■ **Dataset entries**
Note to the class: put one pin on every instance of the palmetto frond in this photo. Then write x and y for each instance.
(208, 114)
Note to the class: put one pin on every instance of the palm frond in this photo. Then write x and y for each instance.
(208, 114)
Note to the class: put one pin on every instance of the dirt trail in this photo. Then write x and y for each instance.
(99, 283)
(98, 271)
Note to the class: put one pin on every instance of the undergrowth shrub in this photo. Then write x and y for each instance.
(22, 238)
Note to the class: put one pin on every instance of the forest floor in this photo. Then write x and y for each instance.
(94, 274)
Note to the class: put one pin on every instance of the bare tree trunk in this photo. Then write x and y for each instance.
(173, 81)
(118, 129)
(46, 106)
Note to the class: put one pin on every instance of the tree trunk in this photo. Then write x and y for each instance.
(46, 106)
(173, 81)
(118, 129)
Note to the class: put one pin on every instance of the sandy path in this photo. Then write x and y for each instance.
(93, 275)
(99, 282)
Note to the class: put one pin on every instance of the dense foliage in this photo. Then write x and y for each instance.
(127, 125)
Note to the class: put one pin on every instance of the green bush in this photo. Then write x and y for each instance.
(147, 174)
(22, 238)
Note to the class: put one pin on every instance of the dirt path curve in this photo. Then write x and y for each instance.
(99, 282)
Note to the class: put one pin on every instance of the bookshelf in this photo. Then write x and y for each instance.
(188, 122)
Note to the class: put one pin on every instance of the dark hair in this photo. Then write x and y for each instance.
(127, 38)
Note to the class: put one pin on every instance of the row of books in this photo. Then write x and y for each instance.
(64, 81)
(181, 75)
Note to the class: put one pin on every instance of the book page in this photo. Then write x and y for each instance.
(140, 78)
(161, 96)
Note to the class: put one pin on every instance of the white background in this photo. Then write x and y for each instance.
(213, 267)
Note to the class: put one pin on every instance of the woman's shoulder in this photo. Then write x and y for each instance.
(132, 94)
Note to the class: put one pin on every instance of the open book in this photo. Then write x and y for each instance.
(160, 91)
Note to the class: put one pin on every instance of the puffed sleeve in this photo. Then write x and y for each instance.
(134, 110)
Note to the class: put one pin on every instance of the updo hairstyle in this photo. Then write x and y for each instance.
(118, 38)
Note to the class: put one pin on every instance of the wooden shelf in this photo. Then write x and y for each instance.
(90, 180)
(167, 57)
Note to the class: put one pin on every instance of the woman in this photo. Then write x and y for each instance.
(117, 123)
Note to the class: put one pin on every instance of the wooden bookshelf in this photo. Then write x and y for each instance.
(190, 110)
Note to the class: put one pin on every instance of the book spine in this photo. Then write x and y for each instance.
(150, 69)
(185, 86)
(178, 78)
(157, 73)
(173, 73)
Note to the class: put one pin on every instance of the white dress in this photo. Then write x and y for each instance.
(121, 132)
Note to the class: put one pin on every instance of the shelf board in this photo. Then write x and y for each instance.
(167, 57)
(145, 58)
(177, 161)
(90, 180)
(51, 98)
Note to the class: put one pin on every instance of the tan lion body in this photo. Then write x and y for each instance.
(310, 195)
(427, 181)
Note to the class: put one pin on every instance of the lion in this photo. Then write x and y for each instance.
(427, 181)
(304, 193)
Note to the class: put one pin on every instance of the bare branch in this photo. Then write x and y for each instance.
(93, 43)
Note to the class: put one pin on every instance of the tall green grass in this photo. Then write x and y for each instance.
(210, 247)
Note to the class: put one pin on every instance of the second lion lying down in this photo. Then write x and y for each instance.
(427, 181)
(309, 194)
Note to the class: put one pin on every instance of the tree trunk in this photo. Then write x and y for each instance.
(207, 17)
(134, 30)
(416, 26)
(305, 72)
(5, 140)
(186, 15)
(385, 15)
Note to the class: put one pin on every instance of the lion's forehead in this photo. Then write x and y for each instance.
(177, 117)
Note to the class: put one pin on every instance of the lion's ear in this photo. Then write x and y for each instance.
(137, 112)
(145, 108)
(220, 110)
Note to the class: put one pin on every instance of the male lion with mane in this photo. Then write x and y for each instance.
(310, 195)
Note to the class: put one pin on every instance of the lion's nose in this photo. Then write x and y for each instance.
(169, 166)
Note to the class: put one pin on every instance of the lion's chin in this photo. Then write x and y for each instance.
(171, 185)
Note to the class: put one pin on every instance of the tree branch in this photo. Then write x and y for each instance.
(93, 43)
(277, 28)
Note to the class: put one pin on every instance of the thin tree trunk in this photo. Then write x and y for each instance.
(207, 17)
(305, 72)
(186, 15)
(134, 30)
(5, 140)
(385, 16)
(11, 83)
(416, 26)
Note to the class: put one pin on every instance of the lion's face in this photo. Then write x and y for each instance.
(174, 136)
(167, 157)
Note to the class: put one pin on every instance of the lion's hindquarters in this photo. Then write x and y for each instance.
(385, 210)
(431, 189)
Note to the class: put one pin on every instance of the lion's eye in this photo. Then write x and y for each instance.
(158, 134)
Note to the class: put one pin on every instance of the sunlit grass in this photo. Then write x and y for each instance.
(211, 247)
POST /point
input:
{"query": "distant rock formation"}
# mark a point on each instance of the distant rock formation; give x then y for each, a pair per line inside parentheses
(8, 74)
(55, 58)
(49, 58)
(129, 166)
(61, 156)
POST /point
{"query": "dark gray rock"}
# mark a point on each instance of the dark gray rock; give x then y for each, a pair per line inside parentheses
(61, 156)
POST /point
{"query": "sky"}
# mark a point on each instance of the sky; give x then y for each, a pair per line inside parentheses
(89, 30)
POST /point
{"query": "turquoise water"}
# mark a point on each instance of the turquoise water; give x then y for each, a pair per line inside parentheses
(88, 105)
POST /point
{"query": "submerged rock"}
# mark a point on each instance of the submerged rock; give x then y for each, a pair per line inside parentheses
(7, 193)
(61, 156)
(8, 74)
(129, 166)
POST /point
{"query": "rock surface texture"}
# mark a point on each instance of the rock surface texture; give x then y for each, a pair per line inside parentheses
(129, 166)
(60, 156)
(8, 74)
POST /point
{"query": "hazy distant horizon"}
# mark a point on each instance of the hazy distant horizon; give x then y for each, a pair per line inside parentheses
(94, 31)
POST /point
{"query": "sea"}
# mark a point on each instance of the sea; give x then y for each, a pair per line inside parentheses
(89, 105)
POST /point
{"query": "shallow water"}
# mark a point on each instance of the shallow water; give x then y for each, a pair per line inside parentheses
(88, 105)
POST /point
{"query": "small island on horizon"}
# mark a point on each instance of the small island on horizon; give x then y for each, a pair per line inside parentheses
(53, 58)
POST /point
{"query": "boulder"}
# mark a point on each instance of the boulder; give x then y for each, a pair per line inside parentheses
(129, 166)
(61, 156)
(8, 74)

■ **Task brief**
Give back each entry above precisely as it was written.

■ **Result of the exercise**
Note to the class: put one pin on every instance of the palmetto frond in this photo. Then write x and y for each instance.
(208, 114)
Note to the class: put one pin on every instance of the palm frond in this photo. Then write x and y for each instance.
(208, 114)
Note to the class: put one pin on every instance of the dirt trail in this photo. Then write x and y for each instance.
(99, 283)
(98, 271)
Note to the class: put one pin on every instance of the undergrowth shrub in this photo. Then write x and y for each instance.
(22, 238)
Note to the class: put one pin on every instance of the forest floor in this photo. Then write x and y for each instance.
(94, 274)
Note to the class: put one pin on every instance of the bare tree trunk in this photo. Then write x and y for each instance.
(173, 81)
(118, 129)
(46, 106)
Note to the class: put one pin on every instance of the tree trunk in this photo. Then write x and y for each instance.
(46, 106)
(173, 81)
(118, 129)
Note to the class: put one pin on every instance of the sandy path in this photo. Then write x and y for each instance.
(93, 275)
(99, 282)
Note to the class: put one pin on every instance of the dense foliage in this photo. Then write x and y for each instance.
(127, 125)
Note to the class: put one pin on every instance of the green bush in this photo. Then write x and y for each instance.
(147, 174)
(22, 238)
Note to the class: put one pin on every instance of the dirt path curve in this photo. Then write x and y for each instance.
(99, 282)
Note to the class: put one pin on every instance of the bookshelf in this photo. Then write x and y for each instance.
(188, 122)
Note to the class: put one pin on every instance of the dark hair in this photo. Then write x and y for each instance.
(127, 38)
Note to the class: put one pin on every instance of the row of books in this photo. Then write x and y for each instance.
(64, 81)
(181, 75)
Note to the class: put one pin on every instance of the book page in this photo. Then write x and y for each instance.
(140, 78)
(161, 96)
Note to the class: put one pin on every instance of the white background in this photo. Then write x and y for each instance.
(213, 267)
Note to the class: put one pin on every instance of the woman's shoulder in this photo. Then write x and y for each instance.
(132, 94)
Note to the class: put one pin on every instance of the open book in this photo. Then write x and y for each instance.
(160, 91)
Note to the class: put one pin on every instance of the puffed sleeve in this photo. Then write x and y for each instance.
(134, 110)
Note to the class: put one pin on every instance of the updo hairstyle in this photo. Then write x and y for each instance.
(118, 38)
Note to the class: put one pin on every instance of the wooden shelf in this photo. Then write x and y for each instance.
(90, 180)
(167, 57)
Note to the class: put one pin on every instance of the woman in this photo. Then write x and y for each instance.
(117, 123)
Note to the class: put one pin on every instance of the wooden bookshelf in this photo. Then write x and y for each instance.
(190, 110)
Note to the class: put one pin on every instance of the book spine in this photo. Then write x and y for each instance.
(150, 69)
(185, 86)
(178, 78)
(157, 73)
(173, 73)
Note to the class: put one pin on every instance of the white dress in this photo. Then write x and y for each instance.
(121, 132)
Note to the class: put one pin on every instance of the shelf board in this photo. Then write x and y for each instance.
(167, 57)
(145, 58)
(177, 161)
(90, 180)
(51, 98)
Note to the class: put one pin on every instance of the tan lion body in this photo. Then write x and y for each instance.
(310, 195)
(427, 181)
Note to the class: put one pin on every instance of the lion in this photo. Then write x and y for each instance.
(427, 181)
(304, 193)
Note to the class: put one pin on every instance of the bare branch in this photo. Then write x and y for each instance.
(93, 43)
Note to the class: put one pin on every instance of the tall green grass in this photo. Then write x and y for each instance.
(210, 247)
Note to the class: put one pin on every instance of the second lion lying down in this photo. Then write x and y for each instance.
(427, 181)
(309, 194)
Note to the class: put one pin on every instance of the tree trunk in this photo. Then write x and y for each instance.
(207, 17)
(134, 30)
(416, 26)
(305, 72)
(5, 140)
(186, 15)
(385, 15)
Note to the class: put one pin on every instance of the lion's forehead in this photo. Then write x and y for each instance.
(177, 117)
Note to the class: put one pin on every instance of the lion's ear in this photo. Then write x and y for each instance.
(137, 112)
(145, 108)
(220, 110)
Note to the class: put one pin on every instance of the male lion with mane in this photo. Then write x and y for each instance.
(310, 195)
Note to the class: put one pin on every instance of the lion's nose in this photo. Then write x and y for each instance.
(169, 166)
Note to the class: put one pin on every instance of the lion's chin in this photo. Then write x and y for each instance.
(171, 185)
Note to the class: put one pin on every instance of the tree branch in this photo. Then write x and y for each instance.
(93, 43)
(277, 28)
Note to the class: put one pin on every instance of the thin tree trunk in this photo. Then write x and y for each instance.
(207, 17)
(305, 72)
(186, 15)
(134, 30)
(5, 140)
(385, 16)
(11, 83)
(416, 26)
Note to the class: put one pin on every instance of the lion's face in this photo. Then write x and y for each instance.
(174, 136)
(167, 157)
Note to the class: put one pin on every instance of the lion's hindquarters in this photo. Then write x and y for each instance.
(385, 210)
(431, 189)
Note to the class: put one pin on every instance of the lion's eye in this photo. Then write x and y for each instance.
(158, 134)
Note to the class: put one pin on every instance of the sunlit grass in this photo. Then write x and y for each instance.
(211, 247)
POST /point
input:
{"query": "distant rock formation"}
# mark a point on each instance of the distant rock formation; give x then y for each, a pair per line inside parentheses
(8, 74)
(55, 58)
(49, 58)
(129, 166)
(61, 156)
POST /point
{"query": "dark gray rock"}
# mark a point on each instance of the dark gray rock; give x then y for each, a pair per line inside parentheses
(61, 156)
POST /point
{"query": "sky"}
# mark a point on each instance of the sky; give x then y for each, a pair per line inside parentheses
(89, 30)
POST /point
{"query": "turquoise water"}
# mark a point on each instance of the turquoise water; give x then y for each, a pair per line inside parentheses
(88, 105)
POST /point
{"query": "submerged rock"}
# mark a point on each instance of the submerged rock; give x then y for each, a pair per line inside parentheses
(7, 193)
(61, 156)
(8, 74)
(129, 166)
POST /point
{"query": "rock surface texture"}
# mark a point on each instance of the rock surface texture; give x then y for each, a pair per line inside parentheses
(129, 166)
(60, 156)
(8, 74)
POST /point
{"query": "hazy distant horizon"}
# mark a point on each instance of the hazy distant horizon; give x then y for each, a pair per line inside parentheses
(94, 31)
POST /point
{"query": "sea"}
# mark a point on each instance of the sea; give x then y for each, a pair per line inside parentheses
(89, 105)
POST /point
{"query": "shallow water"}
# mark a point on each instance of the shallow water; give x then y for each, a pair per line inside parentheses
(88, 105)
POST /point
{"query": "small island on horizon"}
# mark a point on each instance of the small island on horizon; give x then y for each, a pair per line inside parentheses
(53, 58)
POST /point
{"query": "boulder"}
# mark a point on each instance of the boulder; give x then y for each, a pair per line inside parentheses
(129, 166)
(61, 156)
(8, 74)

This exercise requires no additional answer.